**Problem:**
Your reply should consist of the entries, copied exactly and stripped of images.

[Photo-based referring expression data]
###
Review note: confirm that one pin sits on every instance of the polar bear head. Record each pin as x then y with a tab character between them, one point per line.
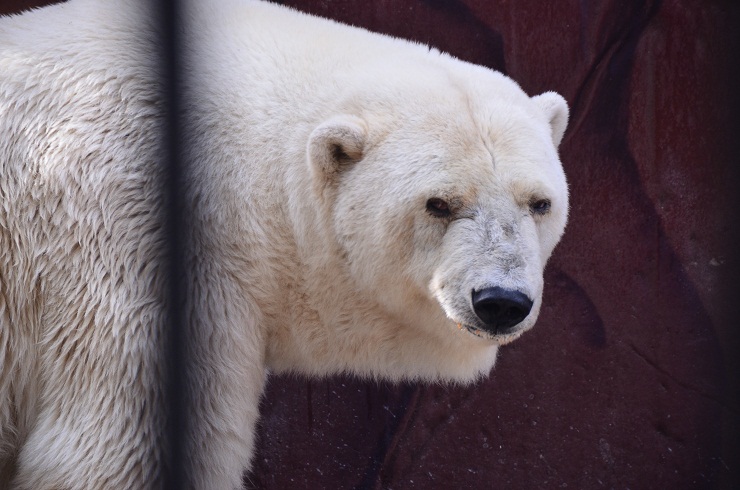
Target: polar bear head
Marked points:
446	199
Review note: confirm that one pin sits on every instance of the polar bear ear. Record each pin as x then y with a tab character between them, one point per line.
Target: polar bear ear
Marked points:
556	110
335	143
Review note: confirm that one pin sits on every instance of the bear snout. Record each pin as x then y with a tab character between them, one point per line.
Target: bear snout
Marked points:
500	309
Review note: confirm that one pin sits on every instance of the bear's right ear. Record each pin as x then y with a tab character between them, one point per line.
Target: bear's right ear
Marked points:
335	143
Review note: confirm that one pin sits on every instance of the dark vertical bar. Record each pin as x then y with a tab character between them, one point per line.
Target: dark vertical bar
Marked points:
169	13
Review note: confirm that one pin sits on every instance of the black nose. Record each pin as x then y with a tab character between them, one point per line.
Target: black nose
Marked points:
500	309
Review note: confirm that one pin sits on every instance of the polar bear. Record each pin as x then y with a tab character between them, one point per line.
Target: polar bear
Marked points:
355	204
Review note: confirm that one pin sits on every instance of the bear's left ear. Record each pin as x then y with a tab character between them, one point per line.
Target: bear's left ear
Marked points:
335	143
556	111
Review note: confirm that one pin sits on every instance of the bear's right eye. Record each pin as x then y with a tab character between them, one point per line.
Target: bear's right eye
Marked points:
438	207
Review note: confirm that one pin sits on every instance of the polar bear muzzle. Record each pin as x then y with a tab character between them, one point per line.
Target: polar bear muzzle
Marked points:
499	309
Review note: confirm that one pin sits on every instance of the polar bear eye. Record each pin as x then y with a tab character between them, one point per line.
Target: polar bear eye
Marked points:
540	206
438	207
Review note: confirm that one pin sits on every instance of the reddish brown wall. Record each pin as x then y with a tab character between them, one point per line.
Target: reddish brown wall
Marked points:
630	379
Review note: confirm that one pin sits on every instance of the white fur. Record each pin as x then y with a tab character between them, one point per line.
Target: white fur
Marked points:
312	149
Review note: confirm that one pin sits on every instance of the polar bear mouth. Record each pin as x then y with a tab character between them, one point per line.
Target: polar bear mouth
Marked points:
499	338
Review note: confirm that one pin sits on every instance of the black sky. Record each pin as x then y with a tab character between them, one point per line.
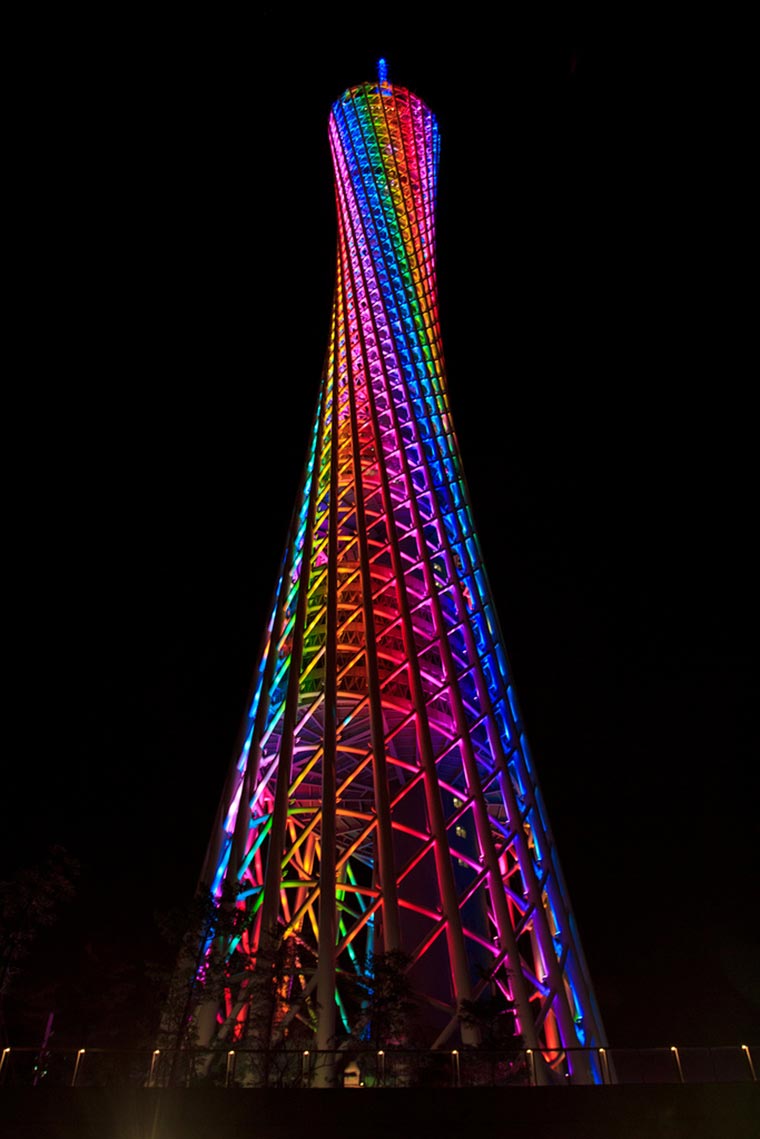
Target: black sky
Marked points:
174	234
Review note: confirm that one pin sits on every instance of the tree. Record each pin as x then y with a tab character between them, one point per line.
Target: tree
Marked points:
30	902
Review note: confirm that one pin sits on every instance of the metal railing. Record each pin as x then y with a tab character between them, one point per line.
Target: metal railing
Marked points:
357	1067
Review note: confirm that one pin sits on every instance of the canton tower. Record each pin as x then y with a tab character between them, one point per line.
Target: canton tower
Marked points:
382	802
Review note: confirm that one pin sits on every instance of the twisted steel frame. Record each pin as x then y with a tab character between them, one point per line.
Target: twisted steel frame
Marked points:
383	797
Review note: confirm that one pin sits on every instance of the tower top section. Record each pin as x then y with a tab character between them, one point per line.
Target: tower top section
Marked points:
382	85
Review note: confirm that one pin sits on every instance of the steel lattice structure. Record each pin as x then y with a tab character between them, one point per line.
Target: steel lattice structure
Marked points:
383	797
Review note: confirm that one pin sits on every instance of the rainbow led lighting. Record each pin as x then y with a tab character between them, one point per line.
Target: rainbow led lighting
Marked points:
383	795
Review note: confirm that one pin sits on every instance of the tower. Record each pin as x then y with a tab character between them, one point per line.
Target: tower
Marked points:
382	804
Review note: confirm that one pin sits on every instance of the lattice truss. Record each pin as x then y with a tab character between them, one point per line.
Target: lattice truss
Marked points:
384	796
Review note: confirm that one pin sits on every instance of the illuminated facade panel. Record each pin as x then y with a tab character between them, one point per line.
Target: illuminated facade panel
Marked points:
383	803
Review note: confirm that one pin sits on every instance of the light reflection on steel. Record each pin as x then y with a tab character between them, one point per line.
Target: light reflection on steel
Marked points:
383	796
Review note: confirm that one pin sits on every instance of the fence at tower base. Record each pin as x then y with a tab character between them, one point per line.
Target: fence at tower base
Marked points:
370	1067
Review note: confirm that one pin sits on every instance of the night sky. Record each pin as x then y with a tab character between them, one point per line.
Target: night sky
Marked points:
173	240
###
**Response to the exercise:**
Review note: confirm that one pin sits on every instance of the polar bear head. Record each pin as x then y with a tab character between them, one point per line.
Target: polar bear head
Marked points:
446	199
Review note: confirm that one pin sits on every instance of the polar bear ear. Record each pin as x then y with a tab character between them, one point per line.
Target: polar bear ear
Marked points:
556	110
335	143
Review note: confirm that one pin sits on every instance of the bear snout. Record each pin as x then y with a tab character between them, one point per line.
Target: bear snout
Marked points:
500	309
Review note: confirm that one pin sits on every instance of the bear's right ear. Record each pin as x then y with a tab character between them, one point per line.
Target: bear's right ear
Marked points:
335	143
Review note: confirm that one pin sits on every instance of the dark vertical bar. Record each pin as x then y with a tab character between them, one point per line.
Target: dark vertical bar
Marked points:
169	13
Review note: confirm that one pin sits on every instance of the black nose. Record each pin as x then y with a tab character between them, one point per line.
Target: black nose
Marked points:
500	309
Review note: confirm that one pin sits on every instance of the polar bear. Record each pin as x then y with a tab character between them, one point per line.
Target: polar bear
Marked points:
355	204
Review note: confirm that one pin sits on every instance of the bear's left ear. Record each pin as x then y with a tab character between them, one point per line.
Target: bear's left ear
Marked points:
335	143
556	111
Review note: confirm that one pin sits on every instance of the bear's right eye. Record each pin as x then y with a tab character between them, one point per line.
Target: bear's right eye
Marked points:
438	207
Review note: confirm that one pin sits on every instance of the polar bear muzzle. Record each pin as x then y with a tab character between them, one point per line.
Target: polar bear muzzle
Marked points:
499	309
Review note: confirm that one pin sits on every instance of the polar bear eye. Record each pin as x then y with a tab character between them, one point per line.
Target: polar bear eye
Marked points:
540	206
438	207
Review note: confirm that one pin sits on every instance of the reddish brown wall. Record each pin as x then y with a tab character between them, one point per line.
Target: reddish brown wall
Marked points:
630	379
Review note: confirm that one pin sits on every instance of the white fur. Record each pin as x then y with a tab character between them, one point per line.
Target: white fur
Marked points:
312	149
Review note: confirm that one pin sits on every instance of the polar bear mouth. Record each pin as x then y with a tab character between them, one point per line.
Target: polar bear mouth
Marked points:
499	338
Review note: confirm that one pin sits on every instance of the black sky. Record each pin as x then y with a tab character between them, one point per line.
Target: black sky
Marked points:
174	234
Review note: confirm that one pin sits on every instance of the tree. Record each pin as x then y with a tab character between them, one point per line.
Target: tree
Marked points:
30	902
Review note: confirm that one pin sits on every instance of the metal railing. Record each pin as x then y with a tab character between them, one point per line.
Target: metal railing
Marked points:
357	1067
Review note: confirm that one pin sits on every instance of the canton tower. Record each pin as x then y with a tab character between them, one point per line.
Target: canton tower
Marked points:
382	802
Review note: confirm that one pin sits on every instance of the twisted steel frame. Record each pin as x then y with a tab character between them, one point per line.
Target: twisted steel frame
Marked points:
383	797
Review note: confirm that one pin sits on every instance of the tower top section. Record each pin as x then y with a tab character between them, one point per line.
Target: tower top section
Marked points:
382	85
Review note: confirm that one pin sits on every instance of the steel lattice structure. Record each pin as x then y with a tab character between them, one point per line.
Target: steel lattice structure
Marked points:
383	797
Review note: confirm that one pin sits on every instance of the rainbow led lighting. Record each pin as x then y with a tab character between them, one point per line.
Target: rainbow led lighting
Marked points:
383	795
Review note: confirm that one pin sits on every instance of the tower. Record each pin as x then y with a tab character between them, one point per line.
Target: tower
Marked points:
382	804
Review note: confirm that one pin sits on every instance of the lattice truss. Record each pin as x then y with a tab character between them, one point per line.
Target: lattice truss
Marked points:
384	796
Review note: confirm that one pin sits on every instance of the illuminated facade panel. Record each pin as x then y with a tab character between them, one point per line.
Target: illuminated facade panel
Marked points:
383	803
Review note: confirm that one pin sits on every instance of the light reflection on steel. Record each pin as x then y with a tab character between them, one point per line.
Target: light reflection on steel
Marked points:
383	796
Review note: confirm that one pin sits on every instance of the fence at tower base. Record each pin as x then y with a tab character between them, one point per line.
Target: fence at tower base
Marked points:
370	1067
Review note: confirm that one pin sits on every instance of the night sky. Record each pin as x then y with a tab character between them, one point per line.
Target: night sky
Marked points:
173	240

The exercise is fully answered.